_Data extract_
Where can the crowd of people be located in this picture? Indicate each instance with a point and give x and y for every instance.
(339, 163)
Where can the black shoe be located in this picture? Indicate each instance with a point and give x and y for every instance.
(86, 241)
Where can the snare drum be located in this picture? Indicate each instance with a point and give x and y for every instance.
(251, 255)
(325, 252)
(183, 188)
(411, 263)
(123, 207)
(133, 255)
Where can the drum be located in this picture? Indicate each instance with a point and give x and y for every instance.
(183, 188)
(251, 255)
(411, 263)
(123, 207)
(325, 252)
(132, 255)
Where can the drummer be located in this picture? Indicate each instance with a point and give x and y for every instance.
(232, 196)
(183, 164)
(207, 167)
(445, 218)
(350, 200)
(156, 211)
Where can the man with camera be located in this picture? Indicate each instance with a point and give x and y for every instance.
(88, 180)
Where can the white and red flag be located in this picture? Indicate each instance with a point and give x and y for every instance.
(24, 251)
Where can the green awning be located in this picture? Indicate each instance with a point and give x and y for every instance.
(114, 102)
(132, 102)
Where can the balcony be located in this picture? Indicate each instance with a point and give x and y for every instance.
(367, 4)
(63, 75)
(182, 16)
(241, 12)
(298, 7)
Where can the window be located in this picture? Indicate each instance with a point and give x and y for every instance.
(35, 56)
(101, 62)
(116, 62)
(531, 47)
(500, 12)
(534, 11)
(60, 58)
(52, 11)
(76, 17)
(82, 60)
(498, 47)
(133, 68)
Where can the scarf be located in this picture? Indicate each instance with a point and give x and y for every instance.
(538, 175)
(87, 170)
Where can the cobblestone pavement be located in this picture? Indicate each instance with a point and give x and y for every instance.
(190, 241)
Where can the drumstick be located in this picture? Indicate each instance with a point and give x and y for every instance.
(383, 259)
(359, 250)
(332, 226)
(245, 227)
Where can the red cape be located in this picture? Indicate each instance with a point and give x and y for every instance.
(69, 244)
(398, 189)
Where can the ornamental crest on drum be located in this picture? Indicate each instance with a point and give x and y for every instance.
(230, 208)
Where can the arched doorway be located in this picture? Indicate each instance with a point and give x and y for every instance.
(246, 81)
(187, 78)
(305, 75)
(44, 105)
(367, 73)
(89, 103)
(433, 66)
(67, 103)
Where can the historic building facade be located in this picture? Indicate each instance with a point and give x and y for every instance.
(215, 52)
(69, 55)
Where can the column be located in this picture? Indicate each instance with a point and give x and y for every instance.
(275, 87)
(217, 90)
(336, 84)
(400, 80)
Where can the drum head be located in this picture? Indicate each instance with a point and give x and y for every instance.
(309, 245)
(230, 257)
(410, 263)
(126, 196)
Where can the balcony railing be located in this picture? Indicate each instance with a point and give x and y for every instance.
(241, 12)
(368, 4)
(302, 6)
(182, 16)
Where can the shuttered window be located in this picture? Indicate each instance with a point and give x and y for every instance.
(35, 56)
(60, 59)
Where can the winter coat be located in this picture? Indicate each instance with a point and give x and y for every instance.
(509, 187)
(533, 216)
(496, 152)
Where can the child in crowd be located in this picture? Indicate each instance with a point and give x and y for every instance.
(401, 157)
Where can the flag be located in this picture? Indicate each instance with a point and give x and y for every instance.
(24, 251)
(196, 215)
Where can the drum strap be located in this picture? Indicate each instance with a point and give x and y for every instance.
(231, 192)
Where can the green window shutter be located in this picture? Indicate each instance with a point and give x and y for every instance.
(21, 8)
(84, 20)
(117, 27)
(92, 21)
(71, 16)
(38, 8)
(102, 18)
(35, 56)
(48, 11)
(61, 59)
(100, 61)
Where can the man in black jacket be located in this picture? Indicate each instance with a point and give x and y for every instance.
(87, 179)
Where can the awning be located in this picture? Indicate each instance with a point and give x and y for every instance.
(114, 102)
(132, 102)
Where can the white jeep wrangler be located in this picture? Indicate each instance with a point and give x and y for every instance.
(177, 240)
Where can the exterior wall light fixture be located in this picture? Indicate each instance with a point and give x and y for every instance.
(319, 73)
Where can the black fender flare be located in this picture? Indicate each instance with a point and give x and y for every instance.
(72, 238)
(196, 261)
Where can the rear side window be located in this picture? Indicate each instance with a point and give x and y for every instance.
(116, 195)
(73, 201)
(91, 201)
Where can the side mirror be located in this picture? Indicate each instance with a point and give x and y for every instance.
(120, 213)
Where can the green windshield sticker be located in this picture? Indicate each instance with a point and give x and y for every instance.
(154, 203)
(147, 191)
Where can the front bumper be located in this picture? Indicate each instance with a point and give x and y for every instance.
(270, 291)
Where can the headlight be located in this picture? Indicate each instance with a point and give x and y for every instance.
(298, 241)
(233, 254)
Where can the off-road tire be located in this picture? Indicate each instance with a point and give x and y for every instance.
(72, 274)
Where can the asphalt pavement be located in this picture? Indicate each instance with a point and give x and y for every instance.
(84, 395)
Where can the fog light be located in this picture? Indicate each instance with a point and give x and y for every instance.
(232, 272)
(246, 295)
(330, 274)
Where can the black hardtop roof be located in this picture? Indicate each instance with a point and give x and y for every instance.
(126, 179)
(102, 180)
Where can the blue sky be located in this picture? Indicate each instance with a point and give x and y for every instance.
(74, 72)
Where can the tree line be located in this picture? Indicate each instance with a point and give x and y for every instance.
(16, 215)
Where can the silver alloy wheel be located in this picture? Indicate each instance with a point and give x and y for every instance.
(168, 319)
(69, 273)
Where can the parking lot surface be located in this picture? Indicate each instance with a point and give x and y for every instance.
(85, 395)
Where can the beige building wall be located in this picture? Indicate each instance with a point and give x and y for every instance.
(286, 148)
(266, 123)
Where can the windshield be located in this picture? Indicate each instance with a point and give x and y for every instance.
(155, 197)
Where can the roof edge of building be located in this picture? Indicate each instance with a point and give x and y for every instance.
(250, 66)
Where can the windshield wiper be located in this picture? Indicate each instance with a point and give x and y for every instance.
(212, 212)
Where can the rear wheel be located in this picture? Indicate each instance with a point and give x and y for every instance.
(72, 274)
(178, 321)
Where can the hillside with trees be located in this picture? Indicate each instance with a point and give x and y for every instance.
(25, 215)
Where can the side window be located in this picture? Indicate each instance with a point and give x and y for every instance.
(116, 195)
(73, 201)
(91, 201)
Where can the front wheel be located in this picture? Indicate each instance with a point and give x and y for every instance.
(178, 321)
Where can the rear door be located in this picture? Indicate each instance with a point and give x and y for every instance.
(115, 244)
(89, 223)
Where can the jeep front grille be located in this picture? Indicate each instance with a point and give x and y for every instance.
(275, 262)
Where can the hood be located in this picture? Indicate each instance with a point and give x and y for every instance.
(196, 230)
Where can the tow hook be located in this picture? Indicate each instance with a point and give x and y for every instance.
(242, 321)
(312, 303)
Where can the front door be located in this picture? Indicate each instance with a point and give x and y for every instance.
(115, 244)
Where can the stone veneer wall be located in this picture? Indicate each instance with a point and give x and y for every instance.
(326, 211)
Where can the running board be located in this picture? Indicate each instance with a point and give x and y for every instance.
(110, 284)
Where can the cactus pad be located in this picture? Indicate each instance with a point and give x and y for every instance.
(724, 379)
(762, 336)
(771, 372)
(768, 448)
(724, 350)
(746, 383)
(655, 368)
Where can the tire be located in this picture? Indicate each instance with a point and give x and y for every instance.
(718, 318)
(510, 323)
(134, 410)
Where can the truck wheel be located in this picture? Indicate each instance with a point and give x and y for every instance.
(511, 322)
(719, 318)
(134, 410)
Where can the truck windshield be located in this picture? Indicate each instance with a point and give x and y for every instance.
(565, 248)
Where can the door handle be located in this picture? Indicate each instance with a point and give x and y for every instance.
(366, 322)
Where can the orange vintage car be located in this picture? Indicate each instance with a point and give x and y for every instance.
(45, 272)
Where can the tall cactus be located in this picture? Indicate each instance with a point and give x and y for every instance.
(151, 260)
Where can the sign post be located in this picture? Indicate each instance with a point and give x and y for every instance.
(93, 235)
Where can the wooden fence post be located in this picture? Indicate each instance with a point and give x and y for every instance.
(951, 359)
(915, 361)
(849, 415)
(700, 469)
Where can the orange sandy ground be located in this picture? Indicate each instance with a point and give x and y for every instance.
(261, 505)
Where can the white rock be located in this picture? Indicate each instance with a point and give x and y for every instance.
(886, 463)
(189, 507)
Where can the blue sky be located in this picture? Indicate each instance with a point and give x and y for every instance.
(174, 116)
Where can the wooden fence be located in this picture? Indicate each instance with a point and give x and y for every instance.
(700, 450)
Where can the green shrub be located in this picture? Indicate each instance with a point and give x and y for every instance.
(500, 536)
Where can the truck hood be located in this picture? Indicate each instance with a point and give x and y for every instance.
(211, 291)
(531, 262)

_Exercise_
The task here is to output the line with "Where can the door" and all lines after it to the end of the records above, exactly and only those.

_Answer space_
Where can the door handle be located in this picture? Indicate each instance with a point and give x and y for every instance.
(366, 322)
Where can the orange vintage car be located in this picture? Indicate each instance with a point and give x and y for every instance.
(45, 272)
Where can the tall cactus be located in this picture? Indicate each instance with a point and give x and y for every instance.
(151, 260)
Where can the sign post be located in this picture? Indicate each instance with a point and give x and y for every instance.
(93, 235)
Where can the wooden fence post be located in this picture? Indicate each instance with a point and give x and y for every instance.
(951, 359)
(915, 361)
(849, 415)
(700, 469)
Where can the orange sandy ground be located in this picture? Indicate each instance with a point and give x and y for every instance.
(261, 505)
Where can the white rock be located in this picture? Indicate each instance with a point and give x and y for every instance.
(886, 463)
(189, 507)
Where can the blue sky be located in this picture? Indicate each instance with a point and give x and y for every instance.
(174, 116)
Where can the wooden fence be located in this picture? Indicate each instance with a point and give x and y for every instance.
(700, 450)
Where can the green shrub be located in this picture? Indicate each instance with a point and give x and y for every instance.
(500, 536)
Where can the truck hood be located in this picture? Indicate each instance with a point and give x and y for every instance.
(211, 291)
(531, 262)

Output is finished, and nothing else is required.